How to complete this task: Your output should be the exact lines from the start of the data through the line containing "of the black", with no pictures.

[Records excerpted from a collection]
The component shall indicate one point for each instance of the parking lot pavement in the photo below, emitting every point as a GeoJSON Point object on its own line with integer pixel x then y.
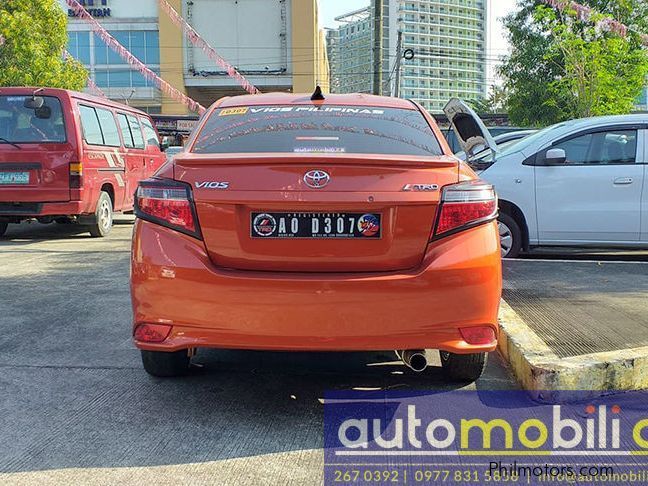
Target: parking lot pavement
{"type": "Point", "coordinates": [581, 303]}
{"type": "Point", "coordinates": [78, 409]}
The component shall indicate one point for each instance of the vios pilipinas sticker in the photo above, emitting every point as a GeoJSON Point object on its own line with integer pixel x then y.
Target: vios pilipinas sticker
{"type": "Point", "coordinates": [368, 225]}
{"type": "Point", "coordinates": [264, 224]}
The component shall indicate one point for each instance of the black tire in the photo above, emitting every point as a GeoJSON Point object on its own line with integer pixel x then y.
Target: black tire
{"type": "Point", "coordinates": [162, 364]}
{"type": "Point", "coordinates": [510, 236]}
{"type": "Point", "coordinates": [103, 217]}
{"type": "Point", "coordinates": [464, 368]}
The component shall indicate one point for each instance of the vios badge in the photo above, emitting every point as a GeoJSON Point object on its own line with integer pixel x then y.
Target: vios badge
{"type": "Point", "coordinates": [421, 187]}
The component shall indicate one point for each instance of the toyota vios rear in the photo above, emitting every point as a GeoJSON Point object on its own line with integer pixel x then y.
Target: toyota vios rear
{"type": "Point", "coordinates": [293, 223]}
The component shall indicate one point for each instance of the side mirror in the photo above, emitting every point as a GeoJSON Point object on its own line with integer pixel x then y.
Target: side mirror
{"type": "Point", "coordinates": [555, 157]}
{"type": "Point", "coordinates": [34, 103]}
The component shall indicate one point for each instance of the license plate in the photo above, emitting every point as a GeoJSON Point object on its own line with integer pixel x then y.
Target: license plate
{"type": "Point", "coordinates": [315, 225]}
{"type": "Point", "coordinates": [14, 177]}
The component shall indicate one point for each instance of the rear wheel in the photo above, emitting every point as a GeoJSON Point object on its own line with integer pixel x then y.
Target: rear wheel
{"type": "Point", "coordinates": [463, 367]}
{"type": "Point", "coordinates": [103, 217]}
{"type": "Point", "coordinates": [160, 363]}
{"type": "Point", "coordinates": [510, 236]}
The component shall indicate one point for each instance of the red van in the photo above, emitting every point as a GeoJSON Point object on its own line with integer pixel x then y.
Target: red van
{"type": "Point", "coordinates": [71, 157]}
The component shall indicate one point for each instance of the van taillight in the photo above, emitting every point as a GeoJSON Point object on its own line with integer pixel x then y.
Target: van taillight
{"type": "Point", "coordinates": [76, 175]}
{"type": "Point", "coordinates": [465, 205]}
{"type": "Point", "coordinates": [168, 203]}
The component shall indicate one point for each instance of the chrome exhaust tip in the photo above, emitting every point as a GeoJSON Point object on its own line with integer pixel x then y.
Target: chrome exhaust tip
{"type": "Point", "coordinates": [414, 359]}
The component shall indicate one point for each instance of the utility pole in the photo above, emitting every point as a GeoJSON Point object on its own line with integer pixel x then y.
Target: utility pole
{"type": "Point", "coordinates": [377, 48]}
{"type": "Point", "coordinates": [399, 58]}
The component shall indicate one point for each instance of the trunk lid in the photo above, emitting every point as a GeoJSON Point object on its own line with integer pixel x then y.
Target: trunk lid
{"type": "Point", "coordinates": [231, 190]}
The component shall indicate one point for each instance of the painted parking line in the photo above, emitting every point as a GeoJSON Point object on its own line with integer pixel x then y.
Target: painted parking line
{"type": "Point", "coordinates": [602, 262]}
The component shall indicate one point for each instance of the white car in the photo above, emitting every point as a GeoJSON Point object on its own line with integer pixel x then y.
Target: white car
{"type": "Point", "coordinates": [577, 183]}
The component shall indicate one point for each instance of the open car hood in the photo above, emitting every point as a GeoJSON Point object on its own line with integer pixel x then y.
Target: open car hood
{"type": "Point", "coordinates": [472, 134]}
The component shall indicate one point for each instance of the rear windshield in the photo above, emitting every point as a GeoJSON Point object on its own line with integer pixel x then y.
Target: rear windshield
{"type": "Point", "coordinates": [19, 124]}
{"type": "Point", "coordinates": [312, 129]}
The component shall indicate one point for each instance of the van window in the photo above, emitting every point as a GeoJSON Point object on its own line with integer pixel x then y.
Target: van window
{"type": "Point", "coordinates": [125, 129]}
{"type": "Point", "coordinates": [108, 127]}
{"type": "Point", "coordinates": [149, 133]}
{"type": "Point", "coordinates": [136, 131]}
{"type": "Point", "coordinates": [90, 123]}
{"type": "Point", "coordinates": [24, 125]}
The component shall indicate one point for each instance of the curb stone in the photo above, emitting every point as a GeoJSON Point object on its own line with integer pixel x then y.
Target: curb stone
{"type": "Point", "coordinates": [550, 378]}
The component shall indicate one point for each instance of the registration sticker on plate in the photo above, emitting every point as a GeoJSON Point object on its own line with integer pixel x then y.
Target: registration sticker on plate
{"type": "Point", "coordinates": [14, 177]}
{"type": "Point", "coordinates": [315, 225]}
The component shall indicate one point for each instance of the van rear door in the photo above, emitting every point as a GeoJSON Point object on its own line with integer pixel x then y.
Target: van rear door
{"type": "Point", "coordinates": [35, 152]}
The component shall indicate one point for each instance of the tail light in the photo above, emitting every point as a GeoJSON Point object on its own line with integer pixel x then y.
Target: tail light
{"type": "Point", "coordinates": [76, 175]}
{"type": "Point", "coordinates": [465, 205]}
{"type": "Point", "coordinates": [152, 333]}
{"type": "Point", "coordinates": [167, 203]}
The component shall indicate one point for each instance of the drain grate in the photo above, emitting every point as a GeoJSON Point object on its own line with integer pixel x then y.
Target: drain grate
{"type": "Point", "coordinates": [581, 308]}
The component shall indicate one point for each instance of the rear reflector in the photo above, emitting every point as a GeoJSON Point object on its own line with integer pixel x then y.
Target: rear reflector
{"type": "Point", "coordinates": [465, 205]}
{"type": "Point", "coordinates": [478, 335]}
{"type": "Point", "coordinates": [167, 203]}
{"type": "Point", "coordinates": [152, 333]}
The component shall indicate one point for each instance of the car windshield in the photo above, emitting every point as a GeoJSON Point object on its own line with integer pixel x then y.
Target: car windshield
{"type": "Point", "coordinates": [487, 155]}
{"type": "Point", "coordinates": [317, 129]}
{"type": "Point", "coordinates": [530, 140]}
{"type": "Point", "coordinates": [19, 124]}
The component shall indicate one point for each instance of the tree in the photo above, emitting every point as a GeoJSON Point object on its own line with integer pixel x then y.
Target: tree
{"type": "Point", "coordinates": [562, 67]}
{"type": "Point", "coordinates": [34, 37]}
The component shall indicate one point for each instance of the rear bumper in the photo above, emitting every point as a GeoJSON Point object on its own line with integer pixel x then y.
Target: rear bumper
{"type": "Point", "coordinates": [36, 209]}
{"type": "Point", "coordinates": [174, 282]}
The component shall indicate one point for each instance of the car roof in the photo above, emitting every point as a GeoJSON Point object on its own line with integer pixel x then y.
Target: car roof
{"type": "Point", "coordinates": [64, 93]}
{"type": "Point", "coordinates": [640, 118]}
{"type": "Point", "coordinates": [356, 99]}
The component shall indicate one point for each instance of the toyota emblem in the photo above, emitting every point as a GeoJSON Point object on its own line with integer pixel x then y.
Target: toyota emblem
{"type": "Point", "coordinates": [316, 179]}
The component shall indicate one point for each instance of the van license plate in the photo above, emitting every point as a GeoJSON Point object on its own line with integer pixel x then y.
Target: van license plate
{"type": "Point", "coordinates": [14, 177]}
{"type": "Point", "coordinates": [315, 225]}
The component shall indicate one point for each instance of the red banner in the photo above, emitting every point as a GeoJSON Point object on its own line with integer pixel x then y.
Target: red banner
{"type": "Point", "coordinates": [125, 54]}
{"type": "Point", "coordinates": [584, 13]}
{"type": "Point", "coordinates": [196, 39]}
{"type": "Point", "coordinates": [91, 84]}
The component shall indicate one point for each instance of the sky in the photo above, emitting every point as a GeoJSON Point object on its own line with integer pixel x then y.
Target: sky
{"type": "Point", "coordinates": [497, 43]}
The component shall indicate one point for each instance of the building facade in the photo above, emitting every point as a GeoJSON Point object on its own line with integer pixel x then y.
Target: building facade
{"type": "Point", "coordinates": [445, 41]}
{"type": "Point", "coordinates": [277, 45]}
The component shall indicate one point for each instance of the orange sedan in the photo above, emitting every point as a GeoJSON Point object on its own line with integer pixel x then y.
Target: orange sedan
{"type": "Point", "coordinates": [297, 222]}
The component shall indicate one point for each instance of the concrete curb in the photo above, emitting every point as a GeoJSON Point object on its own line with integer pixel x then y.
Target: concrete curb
{"type": "Point", "coordinates": [543, 374]}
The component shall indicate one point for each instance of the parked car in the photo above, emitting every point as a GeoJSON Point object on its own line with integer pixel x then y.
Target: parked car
{"type": "Point", "coordinates": [455, 144]}
{"type": "Point", "coordinates": [172, 151]}
{"type": "Point", "coordinates": [301, 223]}
{"type": "Point", "coordinates": [505, 139]}
{"type": "Point", "coordinates": [69, 156]}
{"type": "Point", "coordinates": [578, 183]}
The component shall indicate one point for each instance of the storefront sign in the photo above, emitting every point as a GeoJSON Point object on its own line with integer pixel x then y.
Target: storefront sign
{"type": "Point", "coordinates": [100, 9]}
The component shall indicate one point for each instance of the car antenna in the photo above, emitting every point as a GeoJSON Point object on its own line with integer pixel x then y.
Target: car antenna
{"type": "Point", "coordinates": [37, 90]}
{"type": "Point", "coordinates": [317, 94]}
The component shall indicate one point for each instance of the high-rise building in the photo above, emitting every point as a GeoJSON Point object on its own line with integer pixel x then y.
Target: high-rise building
{"type": "Point", "coordinates": [277, 45]}
{"type": "Point", "coordinates": [350, 52]}
{"type": "Point", "coordinates": [445, 43]}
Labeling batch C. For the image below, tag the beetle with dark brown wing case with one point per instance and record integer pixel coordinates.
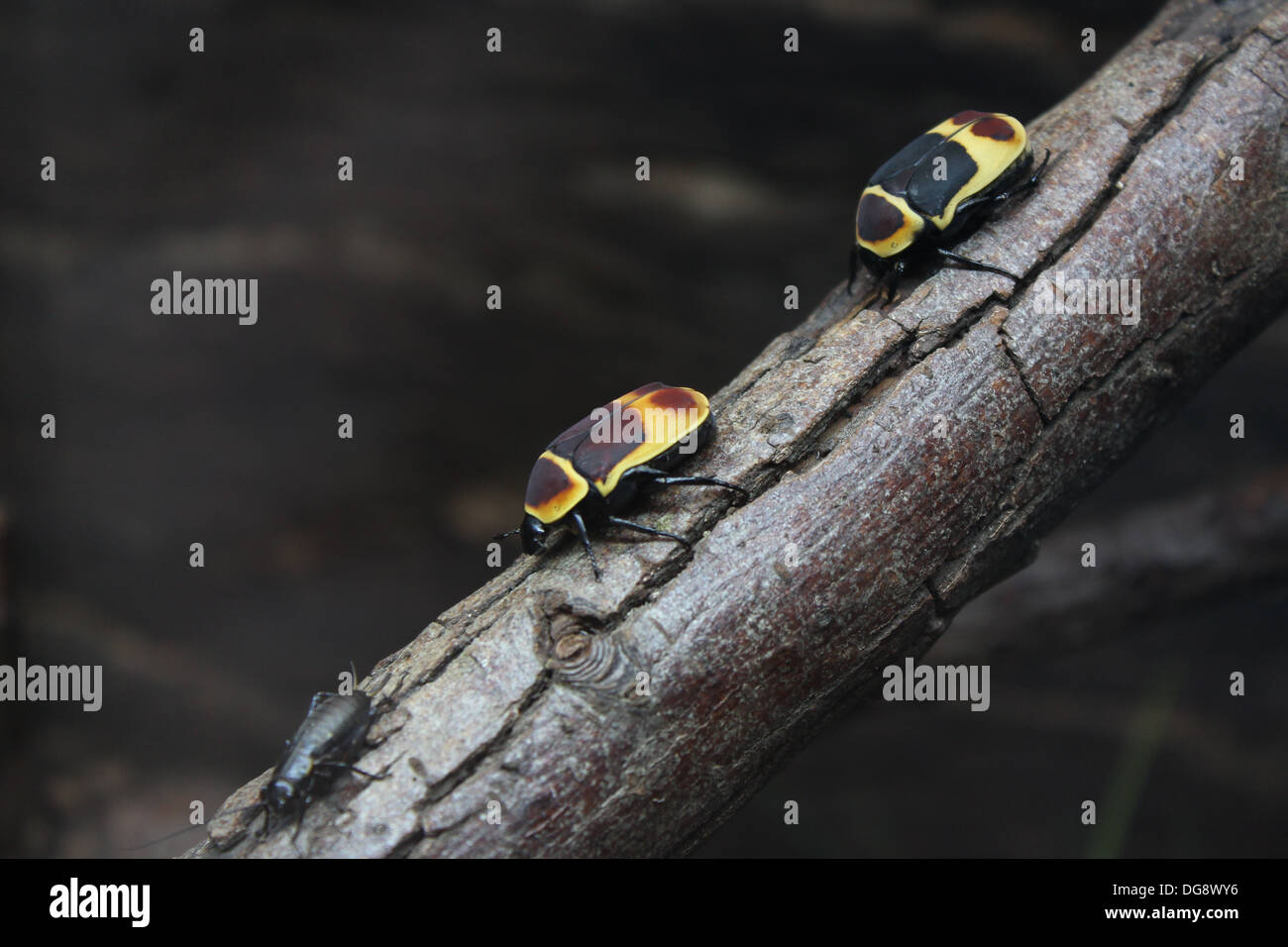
(934, 187)
(599, 466)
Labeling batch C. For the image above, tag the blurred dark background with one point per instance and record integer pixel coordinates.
(516, 169)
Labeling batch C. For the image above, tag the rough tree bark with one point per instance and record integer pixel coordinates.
(901, 462)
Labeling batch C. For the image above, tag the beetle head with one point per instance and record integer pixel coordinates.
(533, 534)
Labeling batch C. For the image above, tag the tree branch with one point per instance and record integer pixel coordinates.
(901, 463)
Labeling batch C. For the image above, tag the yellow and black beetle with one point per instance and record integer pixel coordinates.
(932, 187)
(595, 468)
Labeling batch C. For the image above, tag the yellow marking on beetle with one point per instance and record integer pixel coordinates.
(991, 158)
(558, 505)
(903, 237)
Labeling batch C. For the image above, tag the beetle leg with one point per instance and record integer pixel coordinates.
(349, 767)
(585, 541)
(975, 264)
(890, 281)
(664, 479)
(649, 530)
(1006, 195)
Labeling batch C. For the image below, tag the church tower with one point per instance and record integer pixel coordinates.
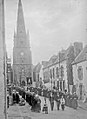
(22, 59)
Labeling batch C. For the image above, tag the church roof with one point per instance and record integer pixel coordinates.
(81, 57)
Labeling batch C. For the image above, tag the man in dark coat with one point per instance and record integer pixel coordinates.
(58, 101)
(52, 101)
(17, 97)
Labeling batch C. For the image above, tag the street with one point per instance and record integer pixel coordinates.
(24, 112)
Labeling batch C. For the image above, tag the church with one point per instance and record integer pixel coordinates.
(22, 57)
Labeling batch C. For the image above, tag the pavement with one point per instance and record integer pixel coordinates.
(24, 112)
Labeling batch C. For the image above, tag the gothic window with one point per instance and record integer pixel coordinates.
(53, 73)
(50, 73)
(62, 71)
(80, 73)
(57, 72)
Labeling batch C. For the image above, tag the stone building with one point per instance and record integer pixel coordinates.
(80, 73)
(36, 74)
(3, 107)
(22, 58)
(58, 70)
(9, 71)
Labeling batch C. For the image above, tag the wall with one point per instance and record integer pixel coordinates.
(76, 80)
(2, 96)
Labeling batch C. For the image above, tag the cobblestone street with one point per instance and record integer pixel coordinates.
(24, 112)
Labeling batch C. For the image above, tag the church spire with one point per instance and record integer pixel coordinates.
(21, 32)
(28, 40)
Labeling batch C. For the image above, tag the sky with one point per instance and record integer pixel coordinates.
(53, 25)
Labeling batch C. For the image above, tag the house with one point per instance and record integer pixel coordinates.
(58, 69)
(80, 73)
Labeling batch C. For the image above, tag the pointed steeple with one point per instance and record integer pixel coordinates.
(14, 38)
(21, 32)
(28, 40)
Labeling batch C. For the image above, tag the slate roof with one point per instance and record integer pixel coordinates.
(81, 57)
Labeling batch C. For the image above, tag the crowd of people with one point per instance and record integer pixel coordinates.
(31, 96)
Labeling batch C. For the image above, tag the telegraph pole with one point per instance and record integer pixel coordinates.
(4, 60)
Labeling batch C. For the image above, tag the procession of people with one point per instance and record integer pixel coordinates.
(33, 97)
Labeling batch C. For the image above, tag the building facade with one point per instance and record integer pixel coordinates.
(22, 58)
(80, 73)
(55, 71)
(58, 70)
(3, 106)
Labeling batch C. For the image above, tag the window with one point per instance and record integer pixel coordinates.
(57, 72)
(80, 73)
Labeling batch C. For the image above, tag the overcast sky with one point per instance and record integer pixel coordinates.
(53, 24)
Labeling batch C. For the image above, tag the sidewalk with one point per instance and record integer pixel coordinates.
(82, 105)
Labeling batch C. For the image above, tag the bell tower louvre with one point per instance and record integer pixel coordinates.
(22, 58)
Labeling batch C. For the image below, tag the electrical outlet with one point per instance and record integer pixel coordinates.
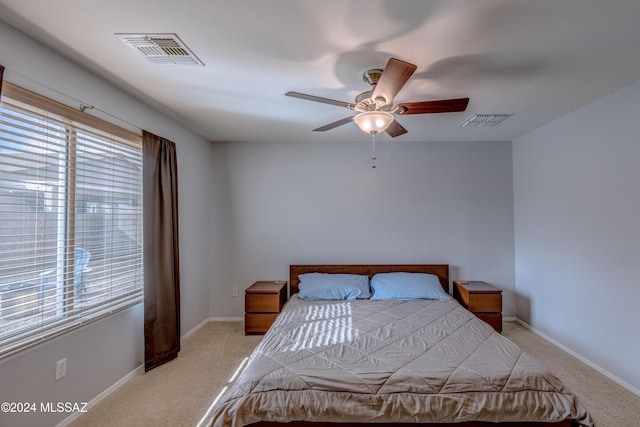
(61, 368)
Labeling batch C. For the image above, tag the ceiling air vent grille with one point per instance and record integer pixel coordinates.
(485, 120)
(163, 49)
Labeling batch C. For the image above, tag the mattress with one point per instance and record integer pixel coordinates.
(416, 361)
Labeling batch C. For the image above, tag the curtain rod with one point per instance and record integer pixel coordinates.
(83, 106)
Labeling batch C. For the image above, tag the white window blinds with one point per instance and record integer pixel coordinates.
(70, 219)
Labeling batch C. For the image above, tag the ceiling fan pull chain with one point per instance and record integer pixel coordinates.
(373, 150)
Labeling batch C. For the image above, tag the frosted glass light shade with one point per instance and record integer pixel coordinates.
(373, 121)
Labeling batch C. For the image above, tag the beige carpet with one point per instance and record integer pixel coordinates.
(180, 392)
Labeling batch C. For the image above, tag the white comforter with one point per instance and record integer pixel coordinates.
(402, 361)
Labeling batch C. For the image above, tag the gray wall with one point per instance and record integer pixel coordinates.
(322, 203)
(100, 354)
(577, 235)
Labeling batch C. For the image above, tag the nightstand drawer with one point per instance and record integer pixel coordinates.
(262, 303)
(258, 323)
(479, 303)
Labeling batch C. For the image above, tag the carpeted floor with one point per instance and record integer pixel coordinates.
(180, 392)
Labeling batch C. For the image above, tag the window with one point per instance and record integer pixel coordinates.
(70, 219)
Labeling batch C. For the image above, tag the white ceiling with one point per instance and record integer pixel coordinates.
(537, 59)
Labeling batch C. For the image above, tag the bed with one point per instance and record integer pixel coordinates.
(328, 363)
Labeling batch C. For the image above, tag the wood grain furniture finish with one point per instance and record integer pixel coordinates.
(482, 299)
(440, 270)
(262, 303)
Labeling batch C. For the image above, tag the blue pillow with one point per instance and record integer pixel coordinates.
(405, 286)
(324, 286)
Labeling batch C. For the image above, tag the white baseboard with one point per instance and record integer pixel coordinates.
(586, 361)
(93, 402)
(138, 371)
(226, 319)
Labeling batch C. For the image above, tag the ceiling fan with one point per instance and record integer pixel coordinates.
(375, 107)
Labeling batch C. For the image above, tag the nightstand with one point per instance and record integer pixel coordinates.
(262, 303)
(482, 299)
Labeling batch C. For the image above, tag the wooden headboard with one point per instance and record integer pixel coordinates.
(440, 270)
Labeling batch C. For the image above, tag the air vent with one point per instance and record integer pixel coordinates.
(162, 49)
(485, 120)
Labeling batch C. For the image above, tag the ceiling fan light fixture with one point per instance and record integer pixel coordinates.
(373, 122)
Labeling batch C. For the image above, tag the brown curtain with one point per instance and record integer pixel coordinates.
(161, 260)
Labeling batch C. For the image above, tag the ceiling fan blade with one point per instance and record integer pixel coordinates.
(395, 129)
(319, 99)
(432, 107)
(334, 124)
(393, 78)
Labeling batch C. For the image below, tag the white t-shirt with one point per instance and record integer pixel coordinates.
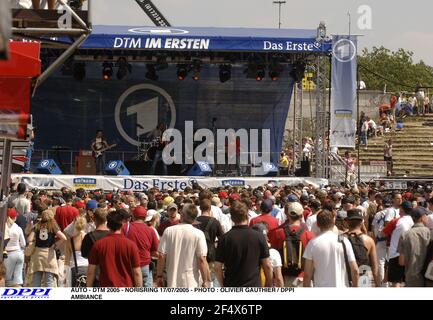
(327, 255)
(16, 238)
(183, 244)
(403, 225)
(275, 257)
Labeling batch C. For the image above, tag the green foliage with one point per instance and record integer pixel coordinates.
(395, 69)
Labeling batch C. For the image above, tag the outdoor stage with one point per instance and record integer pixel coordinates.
(143, 183)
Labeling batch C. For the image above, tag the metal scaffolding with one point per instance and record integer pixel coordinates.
(321, 162)
(79, 30)
(297, 126)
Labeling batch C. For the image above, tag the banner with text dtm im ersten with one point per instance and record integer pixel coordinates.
(343, 94)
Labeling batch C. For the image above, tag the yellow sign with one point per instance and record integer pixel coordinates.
(307, 83)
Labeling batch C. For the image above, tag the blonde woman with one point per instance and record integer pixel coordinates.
(73, 250)
(43, 262)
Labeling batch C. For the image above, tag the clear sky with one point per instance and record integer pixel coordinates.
(395, 23)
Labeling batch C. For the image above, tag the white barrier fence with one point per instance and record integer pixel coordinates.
(142, 183)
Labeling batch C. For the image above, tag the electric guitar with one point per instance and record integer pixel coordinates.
(100, 152)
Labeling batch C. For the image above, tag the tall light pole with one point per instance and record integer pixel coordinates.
(279, 11)
(350, 22)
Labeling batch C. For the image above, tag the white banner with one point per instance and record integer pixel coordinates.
(143, 183)
(343, 93)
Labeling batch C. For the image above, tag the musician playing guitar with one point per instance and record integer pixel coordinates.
(99, 146)
(157, 134)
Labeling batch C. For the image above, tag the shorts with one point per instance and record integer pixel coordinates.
(395, 271)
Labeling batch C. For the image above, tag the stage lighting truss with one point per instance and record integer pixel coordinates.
(196, 67)
(151, 72)
(123, 68)
(225, 72)
(107, 70)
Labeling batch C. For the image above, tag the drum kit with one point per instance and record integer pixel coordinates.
(147, 149)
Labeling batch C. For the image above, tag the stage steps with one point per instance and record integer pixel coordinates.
(412, 147)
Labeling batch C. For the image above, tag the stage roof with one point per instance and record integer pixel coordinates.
(205, 39)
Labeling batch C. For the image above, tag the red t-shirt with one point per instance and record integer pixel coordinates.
(65, 215)
(280, 235)
(272, 226)
(307, 213)
(116, 256)
(145, 239)
(165, 225)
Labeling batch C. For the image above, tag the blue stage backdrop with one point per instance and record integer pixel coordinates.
(68, 112)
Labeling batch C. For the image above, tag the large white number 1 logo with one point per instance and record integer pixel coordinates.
(344, 50)
(147, 115)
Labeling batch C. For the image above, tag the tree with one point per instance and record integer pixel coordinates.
(395, 69)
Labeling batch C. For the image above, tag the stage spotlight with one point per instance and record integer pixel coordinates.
(151, 72)
(275, 70)
(298, 71)
(161, 63)
(225, 72)
(79, 71)
(182, 71)
(196, 67)
(107, 70)
(260, 74)
(123, 68)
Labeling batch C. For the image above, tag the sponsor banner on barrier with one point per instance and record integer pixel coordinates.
(202, 294)
(143, 183)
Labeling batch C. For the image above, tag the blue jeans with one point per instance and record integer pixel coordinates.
(158, 158)
(14, 268)
(50, 279)
(147, 277)
(29, 152)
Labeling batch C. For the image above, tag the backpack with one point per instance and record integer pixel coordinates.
(359, 249)
(293, 249)
(378, 224)
(211, 251)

Result for this task:
The component shall indicate one point for each instance of the parking lot pavement in the photo below, emitting every point as a GeoJSON Point object on its own line with integer pixel x then y.
Target: parking lot pavement
{"type": "Point", "coordinates": [581, 303]}
{"type": "Point", "coordinates": [78, 409]}
The component shall indicate one point for each instance of the vios pilipinas sticker in the photo above, emitting every point as a GeoJSON Point object on its own line with integer pixel x then y.
Target: vios pilipinas sticker
{"type": "Point", "coordinates": [368, 225]}
{"type": "Point", "coordinates": [264, 224]}
The component shall indicate one point for each instance of the black tire in the photo above, emitting every point as a GeoJSON Point object on its own line with integer pixel x then y.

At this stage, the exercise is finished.